> **WHAT IS EXPECTED**
Transcribe the entire listing faithfully; every line must match the original.

> **SUPPLIED RECORDS**
[Start of section]
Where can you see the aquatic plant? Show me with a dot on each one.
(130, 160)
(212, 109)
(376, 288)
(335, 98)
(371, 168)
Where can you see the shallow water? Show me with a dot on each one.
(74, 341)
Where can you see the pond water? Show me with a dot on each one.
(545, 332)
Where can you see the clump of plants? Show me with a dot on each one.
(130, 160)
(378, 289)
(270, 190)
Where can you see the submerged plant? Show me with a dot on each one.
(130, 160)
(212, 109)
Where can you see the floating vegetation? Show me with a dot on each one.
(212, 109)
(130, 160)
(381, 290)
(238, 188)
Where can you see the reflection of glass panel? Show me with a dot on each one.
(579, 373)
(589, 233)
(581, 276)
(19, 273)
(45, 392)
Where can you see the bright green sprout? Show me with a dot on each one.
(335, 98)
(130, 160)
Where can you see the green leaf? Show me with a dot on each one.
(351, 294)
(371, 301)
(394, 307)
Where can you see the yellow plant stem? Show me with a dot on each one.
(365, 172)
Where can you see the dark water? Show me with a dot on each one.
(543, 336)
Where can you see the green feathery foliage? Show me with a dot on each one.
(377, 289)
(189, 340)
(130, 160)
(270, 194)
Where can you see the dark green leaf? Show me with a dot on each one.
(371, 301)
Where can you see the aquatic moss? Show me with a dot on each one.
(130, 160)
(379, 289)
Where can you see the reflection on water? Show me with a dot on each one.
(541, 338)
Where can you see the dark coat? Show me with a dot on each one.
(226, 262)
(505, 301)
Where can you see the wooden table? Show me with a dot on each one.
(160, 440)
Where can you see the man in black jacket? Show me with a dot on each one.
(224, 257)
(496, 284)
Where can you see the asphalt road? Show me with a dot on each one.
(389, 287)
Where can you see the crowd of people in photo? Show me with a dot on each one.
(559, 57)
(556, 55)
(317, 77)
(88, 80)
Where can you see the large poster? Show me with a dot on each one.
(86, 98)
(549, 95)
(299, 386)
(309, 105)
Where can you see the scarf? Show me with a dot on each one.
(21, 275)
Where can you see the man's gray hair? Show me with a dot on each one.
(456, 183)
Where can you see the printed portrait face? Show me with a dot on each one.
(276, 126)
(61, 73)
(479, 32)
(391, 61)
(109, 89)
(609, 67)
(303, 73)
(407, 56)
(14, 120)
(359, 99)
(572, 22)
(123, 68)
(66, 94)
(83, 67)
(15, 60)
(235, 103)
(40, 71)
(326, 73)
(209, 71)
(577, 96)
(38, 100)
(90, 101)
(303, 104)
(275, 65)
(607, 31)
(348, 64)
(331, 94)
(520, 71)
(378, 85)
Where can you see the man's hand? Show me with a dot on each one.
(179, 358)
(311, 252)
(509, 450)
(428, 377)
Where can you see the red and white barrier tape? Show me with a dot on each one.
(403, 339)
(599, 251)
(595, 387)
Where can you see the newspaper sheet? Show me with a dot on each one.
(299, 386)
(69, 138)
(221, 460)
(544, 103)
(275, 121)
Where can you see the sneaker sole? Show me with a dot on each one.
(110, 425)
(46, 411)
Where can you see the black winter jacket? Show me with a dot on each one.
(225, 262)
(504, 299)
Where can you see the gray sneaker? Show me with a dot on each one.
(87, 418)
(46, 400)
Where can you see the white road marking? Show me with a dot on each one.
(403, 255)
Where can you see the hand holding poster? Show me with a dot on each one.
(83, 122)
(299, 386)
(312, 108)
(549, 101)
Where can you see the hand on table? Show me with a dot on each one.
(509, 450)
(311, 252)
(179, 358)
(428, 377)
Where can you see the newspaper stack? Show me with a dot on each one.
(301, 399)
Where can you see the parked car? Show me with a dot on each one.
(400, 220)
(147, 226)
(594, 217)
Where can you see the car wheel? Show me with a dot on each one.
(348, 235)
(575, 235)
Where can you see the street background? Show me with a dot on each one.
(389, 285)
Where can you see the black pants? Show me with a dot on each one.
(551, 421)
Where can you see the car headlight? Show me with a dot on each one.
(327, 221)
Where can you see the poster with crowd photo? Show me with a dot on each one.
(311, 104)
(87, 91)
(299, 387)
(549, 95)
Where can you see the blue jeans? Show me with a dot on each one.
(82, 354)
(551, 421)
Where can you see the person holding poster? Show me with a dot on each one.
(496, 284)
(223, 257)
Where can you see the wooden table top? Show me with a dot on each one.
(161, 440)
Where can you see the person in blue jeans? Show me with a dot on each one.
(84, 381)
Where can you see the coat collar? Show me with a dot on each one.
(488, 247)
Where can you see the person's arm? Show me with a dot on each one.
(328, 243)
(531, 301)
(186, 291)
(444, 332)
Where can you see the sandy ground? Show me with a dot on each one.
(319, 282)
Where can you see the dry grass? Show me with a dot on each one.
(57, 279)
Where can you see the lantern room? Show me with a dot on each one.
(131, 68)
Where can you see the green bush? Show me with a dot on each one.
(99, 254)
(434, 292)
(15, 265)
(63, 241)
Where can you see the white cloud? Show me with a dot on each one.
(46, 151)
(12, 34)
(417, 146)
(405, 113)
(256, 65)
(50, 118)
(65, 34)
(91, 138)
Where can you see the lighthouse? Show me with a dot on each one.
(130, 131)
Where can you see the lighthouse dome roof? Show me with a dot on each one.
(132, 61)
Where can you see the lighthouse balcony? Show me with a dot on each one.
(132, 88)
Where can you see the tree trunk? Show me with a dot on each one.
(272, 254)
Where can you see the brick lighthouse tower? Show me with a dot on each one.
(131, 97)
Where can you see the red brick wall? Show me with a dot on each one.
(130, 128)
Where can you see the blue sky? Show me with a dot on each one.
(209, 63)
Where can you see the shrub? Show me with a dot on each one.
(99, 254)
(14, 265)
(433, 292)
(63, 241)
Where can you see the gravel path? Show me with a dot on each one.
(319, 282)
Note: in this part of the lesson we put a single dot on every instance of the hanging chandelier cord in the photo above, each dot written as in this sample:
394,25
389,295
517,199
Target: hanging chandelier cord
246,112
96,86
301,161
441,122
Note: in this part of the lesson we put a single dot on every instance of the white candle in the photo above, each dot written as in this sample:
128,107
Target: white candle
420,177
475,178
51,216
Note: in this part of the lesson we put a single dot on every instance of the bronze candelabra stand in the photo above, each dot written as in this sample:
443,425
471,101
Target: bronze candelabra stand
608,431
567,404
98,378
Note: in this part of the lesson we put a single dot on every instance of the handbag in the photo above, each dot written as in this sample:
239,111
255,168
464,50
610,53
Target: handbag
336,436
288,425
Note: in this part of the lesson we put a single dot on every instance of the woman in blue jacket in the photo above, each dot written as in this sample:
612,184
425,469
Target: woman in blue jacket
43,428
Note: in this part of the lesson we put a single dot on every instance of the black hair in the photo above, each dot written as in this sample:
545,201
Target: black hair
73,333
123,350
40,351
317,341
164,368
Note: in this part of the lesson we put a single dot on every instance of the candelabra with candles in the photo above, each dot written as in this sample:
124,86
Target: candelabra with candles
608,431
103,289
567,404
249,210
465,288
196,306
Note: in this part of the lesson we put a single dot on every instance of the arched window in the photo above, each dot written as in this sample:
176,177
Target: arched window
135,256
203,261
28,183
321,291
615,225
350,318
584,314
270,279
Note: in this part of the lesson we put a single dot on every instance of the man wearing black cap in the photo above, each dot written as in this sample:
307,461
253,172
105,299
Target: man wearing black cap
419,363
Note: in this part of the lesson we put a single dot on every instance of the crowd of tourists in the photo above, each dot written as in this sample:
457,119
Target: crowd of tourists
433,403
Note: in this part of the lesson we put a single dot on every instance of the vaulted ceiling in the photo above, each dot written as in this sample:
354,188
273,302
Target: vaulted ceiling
[End of section]
> **ANSWER SECTION**
Where can you see the aquatic plant? Show me with a dot on each one.
(130, 160)
(212, 109)
(376, 288)
(335, 98)
(371, 168)
Where can you see the shallow water? Show me with a dot on each one.
(74, 341)
Where can you see the pond water? Show me with a dot on each one.
(545, 332)
Where can you see the clump of plants? Show me with a dot on each one.
(130, 160)
(378, 289)
(270, 190)
Where can you see the submerged plant? Show me with a dot on each one.
(130, 160)
(212, 109)
Where can you see the floating vegetation? Show me with a dot on each one.
(212, 109)
(130, 160)
(381, 290)
(238, 188)
Where can you see the reflection of glass panel? Show me with a dot on each one.
(579, 373)
(589, 233)
(581, 276)
(19, 273)
(45, 392)
Where can you see the bright green sprout? Show me with a dot on each one.
(335, 98)
(130, 160)
Where can you see the green leaf? Show me with a dot on each one.
(351, 294)
(371, 301)
(394, 307)
Where can you see the yellow plant stem? Show me with a dot on each one.
(365, 172)
Where can you see the dark water? Show me with a dot on each one.
(543, 336)
Where can you see the green feathery foliage? Show me with a dot on each one.
(377, 289)
(189, 340)
(130, 160)
(270, 194)
Where can you see the dark green leaf? Show me with a dot on each one.
(371, 301)
Where can you see the aquatic moss? Show me with a dot on each one.
(130, 160)
(379, 289)
Where can you see the reflection on water? Show me with a dot on each one.
(541, 338)
Where can you see the dark coat? Show me with a dot on each one.
(226, 262)
(505, 301)
Where can you see the wooden table? Show me with a dot on each one.
(160, 440)
Where can you see the man in black jacket? Show me with a dot on each one.
(224, 257)
(496, 284)
Where can you see the asphalt road? Show me with a dot on each one.
(389, 287)
Where can you see the crowd of people in photo? Show me with a dot on each one.
(559, 57)
(556, 55)
(317, 77)
(88, 80)
Where can you see the large poster? Show me with a dot on each one.
(86, 98)
(549, 95)
(299, 386)
(309, 105)
Where can you see the scarf? Show me with a dot on each one.
(21, 275)
Where can you see the man's gray hair? Show me with a dot on each one.
(456, 183)
Where can you see the printed portrait face? Show me with a dot on each one.
(276, 126)
(61, 73)
(479, 32)
(391, 61)
(109, 89)
(609, 67)
(303, 73)
(407, 56)
(14, 120)
(359, 99)
(572, 22)
(123, 68)
(66, 94)
(83, 67)
(15, 60)
(235, 103)
(40, 71)
(326, 73)
(209, 71)
(577, 96)
(38, 100)
(90, 101)
(303, 104)
(275, 65)
(607, 31)
(348, 64)
(331, 94)
(520, 71)
(378, 85)
Where can you see the man's hand? Show me with a dot on each one.
(179, 358)
(311, 252)
(509, 450)
(428, 377)
Where can you see the red and white barrier tape? Show me with a dot on each one.
(403, 339)
(599, 251)
(595, 387)
Where can you see the newspaper sheet? Show me with a dot on each one.
(299, 386)
(69, 138)
(221, 460)
(544, 103)
(275, 121)
Where can you see the sneaker sole? Show me with a dot on each one.
(110, 425)
(46, 411)
Where can you see the black winter jacket? Show me with a dot on each one.
(225, 262)
(504, 299)
Where can you see the gray sneaker? Show me with a dot on each one.
(87, 418)
(46, 400)
Where can you see the white road marking? Show me with a dot on each one.
(403, 255)
Where can you see the hand holding poster? Show me with a dot on each one.
(83, 122)
(299, 386)
(312, 108)
(549, 101)
Where can you see the hand on table? Show me with a dot on each one.
(509, 450)
(311, 252)
(179, 358)
(428, 377)
Where can you see the newspaper stack? Show me with a dot on each one.
(301, 399)
Where can you see the parked car? Show me with a dot on each one.
(400, 220)
(147, 226)
(594, 217)
Where can you see the car wheel? Show me with a dot on each one.
(348, 235)
(575, 235)
Where can you see the street background? Show me with a dot on each one.
(389, 285)
Where can you see the black pants? Show me with a dot on each one.
(551, 421)
Where can you see the car headlight? Show me with a dot on each one.
(327, 221)
Where can you see the poster with crowd photo? Show me with a dot on each one.
(311, 104)
(87, 91)
(299, 387)
(549, 95)
Where can you see the blue jeans? Show me with a dot on each one.
(82, 354)
(551, 421)
Where can you see the person holding poster? Show me with a dot on each one.
(496, 284)
(223, 257)
Where can you see the wooden table top? Show me with a dot on each one.
(161, 440)
Where can you see the person in blue jeans? Show me with a dot on each one.
(84, 381)
Where can you see the coat collar? Show me with a dot on each one.
(488, 247)
Where can you see the person's arm? Show me with a dot on each one.
(328, 243)
(531, 301)
(186, 291)
(444, 332)
Where can you see the sandy ground? Show me with a dot on each one.
(319, 282)
Where can you see the dry grass? Show me with a dot on each one.
(57, 279)
Where can you see the lantern room? Show me with a dot on each one.
(131, 68)
Where can you see the green bush? Show me with a dot on each one.
(99, 254)
(434, 292)
(15, 265)
(63, 241)
Where can you see the white cloud? Show me with a dot on each one.
(46, 151)
(12, 34)
(417, 146)
(405, 113)
(256, 65)
(50, 118)
(65, 34)
(91, 138)
Where can you see the lighthouse? Show me with a dot on each one.
(130, 131)
Where can you see the lighthouse dome roof? Show me with a dot on each one.
(132, 61)
Where can you see the lighthouse balcony? Show me with a dot on each one.
(132, 88)
Where can you see the tree trunk? Show me with a dot on each one.
(272, 254)
Where can you see the brick lighthouse tower? Show me with a dot on each one.
(131, 97)
Where can you see the red brick wall? Show me with a dot on each one.
(130, 128)
Where can you see the blue sky? Show me with a dot on each one.
(209, 63)
Where can you see the shrub? Show me with a dot on each one.
(99, 254)
(14, 265)
(433, 292)
(63, 241)
Where can you see the gravel path? Show me with a dot on each one.
(319, 282)
Note: in this part of the lesson we put a single dot on every instance of the hanging chandelier cord in the photo above, each dot written as in this sample:
394,25
389,295
517,199
Target: hanging chandelier cord
246,112
96,86
301,161
441,122
Note: in this part of the lesson we put a single dot on every instance of the white candle in the photo above, each dot written as in this sample:
128,107
Target: white candle
420,177
475,178
51,216
Note: in this part of the lesson we put a single dot on every instance of the bronze candelabra stand in the photo above, each dot written as in this sample:
443,425
471,101
Target: bronze candelabra stand
608,431
567,404
98,378
Note: in this part of the lesson we put a single dot on every instance of the handbag in the photo above, each dot written as in this sample:
239,111
255,168
464,50
610,53
Target: handbag
336,436
288,425
Note: in this part of the lesson we put a single dot on every instance of the woman in blue jacket in the photo above, each dot written as in this sample:
612,184
425,469
Target: woman in blue jacket
43,428
Note: in this part of the lesson we put a single dot on every instance of the black hair in the photo above, each dot written as in this sample:
545,201
Target: black hair
73,333
123,350
40,351
317,341
164,368
Note: in this part of the lesson we put a single dot on every instance of the candelabra with candles in the photo above, each dot written as in this sample:
124,86
Target: candelabra with candles
608,431
103,289
567,404
249,210
465,288
196,306
Note: in this part of the lesson we put a single dot on every instance of the arched window in the photo above, each dot written as in this sample:
176,177
Target: arched window
135,256
203,261
28,183
321,291
615,225
350,318
584,314
270,279
Note: in this part of the lesson we put a single dot on every instance of the man wearing black cap in the photo above, each dot written as in this sample:
307,461
253,172
105,299
Target: man wearing black cap
419,363
Note: in this part of the lesson we put a single dot on every instance of the crowd of tourists in the photo above, each dot written as in this sample:
457,119
Target: crowd of tourists
433,403
Note: in this part of the lesson we put a single dot on every instance of the vaulted ceiling in the photo above, each dot written as in this sample:
354,188
273,302
Target: vaulted ceiling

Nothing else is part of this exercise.